*DIRECTIONS FOR THIS TASK:* Filter out all lines without the word "Category" from the data below, please, and copy the rest.
======== SUPPLIED RECORDS
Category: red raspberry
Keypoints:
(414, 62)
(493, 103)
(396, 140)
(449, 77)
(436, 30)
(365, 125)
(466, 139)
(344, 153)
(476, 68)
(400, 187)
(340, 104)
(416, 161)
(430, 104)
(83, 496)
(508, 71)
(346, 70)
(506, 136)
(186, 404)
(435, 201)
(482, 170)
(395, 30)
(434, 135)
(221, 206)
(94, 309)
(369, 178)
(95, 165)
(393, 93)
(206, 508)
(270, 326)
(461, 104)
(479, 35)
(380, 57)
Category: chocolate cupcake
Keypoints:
================
*RESULT OF THE TASK:*
Category: red raspberry
Category: chocolate cupcake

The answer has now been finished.